| STORED DATA |
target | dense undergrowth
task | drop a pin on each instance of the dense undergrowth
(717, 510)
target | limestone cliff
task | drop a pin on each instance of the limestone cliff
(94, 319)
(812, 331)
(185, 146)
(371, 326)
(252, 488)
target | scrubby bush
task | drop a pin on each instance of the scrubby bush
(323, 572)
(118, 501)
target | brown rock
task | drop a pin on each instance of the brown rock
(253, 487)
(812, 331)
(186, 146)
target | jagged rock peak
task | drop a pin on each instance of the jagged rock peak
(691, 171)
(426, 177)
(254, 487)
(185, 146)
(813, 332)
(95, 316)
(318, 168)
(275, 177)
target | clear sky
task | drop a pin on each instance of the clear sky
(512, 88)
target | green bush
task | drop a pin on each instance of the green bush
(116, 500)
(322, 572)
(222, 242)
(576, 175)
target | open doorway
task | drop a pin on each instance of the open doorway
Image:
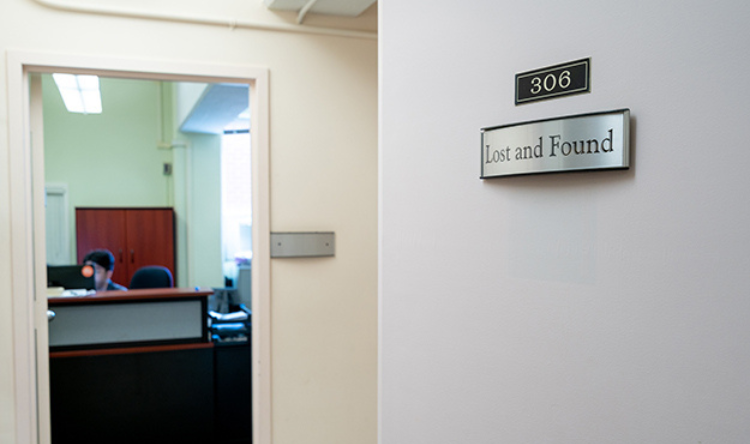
(151, 153)
(28, 227)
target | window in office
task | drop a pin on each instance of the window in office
(236, 201)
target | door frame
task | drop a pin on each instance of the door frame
(27, 249)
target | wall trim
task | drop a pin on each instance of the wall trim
(26, 199)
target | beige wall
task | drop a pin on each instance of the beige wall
(323, 105)
(592, 307)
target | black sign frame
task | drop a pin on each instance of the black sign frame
(554, 81)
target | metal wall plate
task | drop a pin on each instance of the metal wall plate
(306, 244)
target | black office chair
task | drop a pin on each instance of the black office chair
(152, 276)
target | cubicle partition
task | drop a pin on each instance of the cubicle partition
(136, 366)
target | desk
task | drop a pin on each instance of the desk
(115, 377)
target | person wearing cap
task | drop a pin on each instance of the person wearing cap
(104, 265)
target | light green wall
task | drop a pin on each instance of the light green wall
(114, 159)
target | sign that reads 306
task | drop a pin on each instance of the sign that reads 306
(553, 81)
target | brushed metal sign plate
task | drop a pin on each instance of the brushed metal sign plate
(594, 141)
(302, 244)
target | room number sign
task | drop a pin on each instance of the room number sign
(553, 81)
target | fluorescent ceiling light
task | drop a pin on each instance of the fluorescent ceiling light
(80, 93)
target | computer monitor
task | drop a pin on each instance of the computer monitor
(70, 277)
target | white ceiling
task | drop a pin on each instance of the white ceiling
(349, 8)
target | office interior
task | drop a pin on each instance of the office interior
(587, 307)
(160, 175)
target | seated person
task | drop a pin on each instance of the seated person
(104, 265)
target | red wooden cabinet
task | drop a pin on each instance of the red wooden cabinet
(136, 237)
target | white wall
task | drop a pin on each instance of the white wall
(323, 99)
(600, 307)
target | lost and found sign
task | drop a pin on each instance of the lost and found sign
(572, 143)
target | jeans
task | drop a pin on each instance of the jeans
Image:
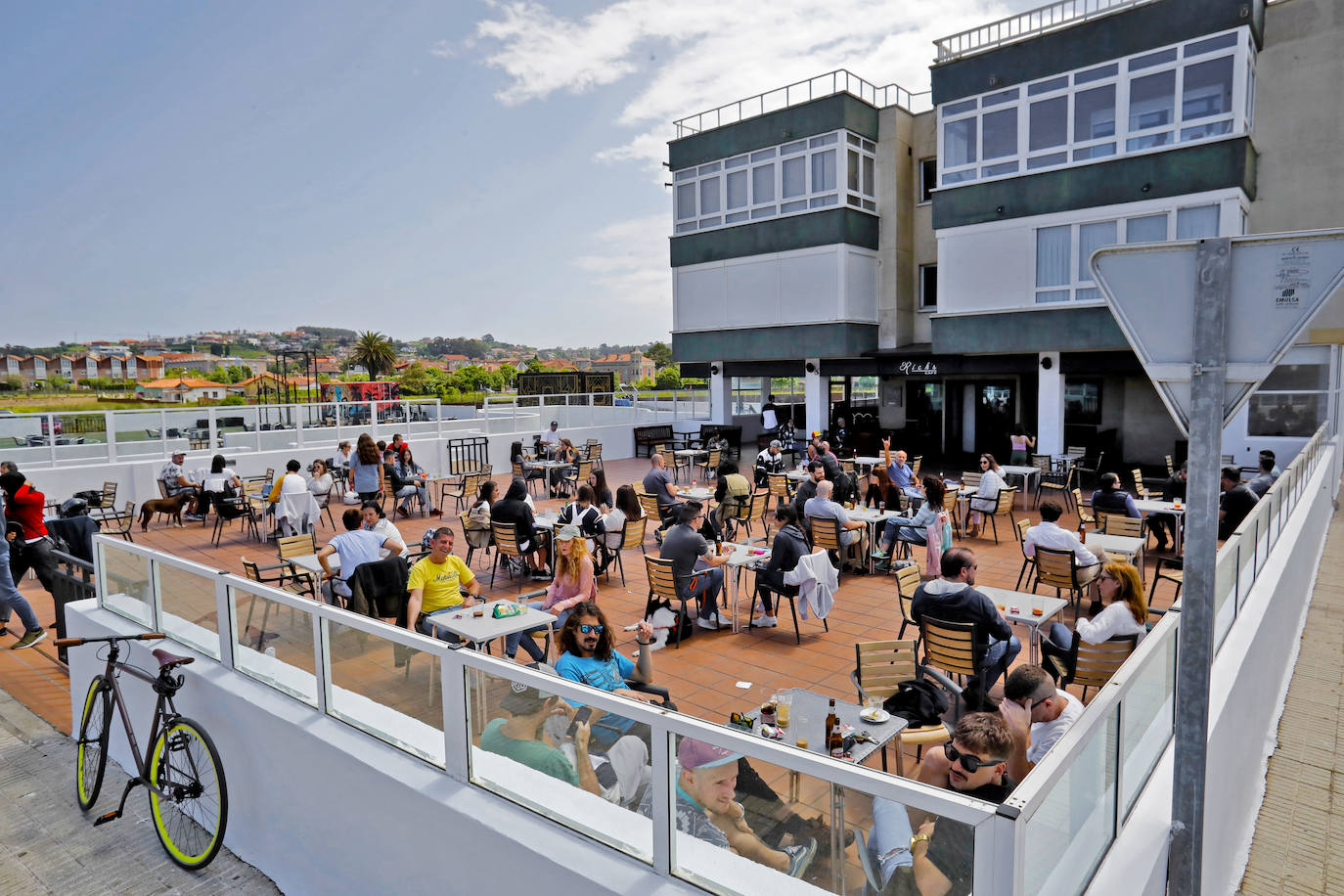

| JOB |
Copy all of the records above word for word, leaving out the pictures.

| WORKED ANSWER |
target | dense undergrowth
task | drop a pin on each instance of the dense undergrowth
(717, 510)
target | limestone cliff
task | drop a pin on each instance of the limestone cliff
(94, 319)
(812, 331)
(185, 146)
(371, 326)
(252, 488)
target | scrubby bush
task | drop a pin on each instance of the scrubby bush
(323, 572)
(118, 501)
target | brown rock
task | drop a pin on each instance of the brown rock
(253, 487)
(812, 331)
(186, 146)
target | jagged rock peak
task | drop a pin on each instance of the jagged rock peak
(691, 171)
(426, 177)
(254, 487)
(185, 146)
(813, 332)
(95, 316)
(318, 168)
(275, 177)
target | clear sky
task | drop a pin on each instance of the clear sky
(512, 88)
target | green bush
task | drop a pin on each instance of the green bush
(116, 500)
(322, 572)
(222, 242)
(576, 175)
target | open doorway
task | drop a pin on each instance of the open doorway
Image:
(151, 153)
(28, 227)
target | window in office
task | drop a pin on each instance of the window in office
(236, 201)
target | door frame
task | drop a pin on each instance of the door frame
(27, 249)
target | wall trim
task | drop a pin on each instance of the wall trim
(26, 199)
target | beige wall
task | drop a pin on each instance of the beige wall
(323, 105)
(592, 307)
target | black sign frame
task | drop a pin on each instance of the black sign frame
(554, 81)
target | metal wall plate
task | drop a pin on each instance of the metal wall plate
(306, 244)
target | black office chair
task | drop a pin on each instance of the black office chair
(152, 276)
target | cubicle partition
task | drop a pin on each instance of the cubicle partition
(136, 366)
target | desk
task | drop a pin on each instance of the desk
(115, 377)
target | person wearing cap
task | drop a pin on each instance of the person wearing cap
(104, 265)
target | light green wall
task | drop a pin on each instance of the light green wall
(114, 159)
target | sign that reads 306
task | drop a pin on each instance of the sign that reads 306
(553, 81)
target | brushed metal sign plate
task | drop a pin on each instance of the brushed metal sign plate
(594, 141)
(302, 244)
target | room number sign
task | drop a pin on each instance of the room number sign
(553, 81)
target | fluorescent ceiling light
task | drop a pin on each instance of the fluorescent ceiling light
(80, 93)
target | computer monitor
task | drop a pin on each instance of the computer monitor
(70, 277)
target | white ceiling
task | drop a pin on each instance of the white ceiling
(349, 8)
target | office interior
task | drop a pin on each instance of the office interior
(587, 307)
(160, 175)
target | seated person
task | drop a pin on each instance of the seated person
(104, 265)
target | red wooden cabinet
task | drop a pin on each instance of the red wooden cabinet
(136, 237)
target | white wall
task | drop a pin on each instance of the white wall
(323, 99)
(600, 307)
target | lost and found sign
task | drop a pin on each instance of the lost and found sign
(572, 143)
target | jeans
task | drop a pin on each instance of the jeans
Image:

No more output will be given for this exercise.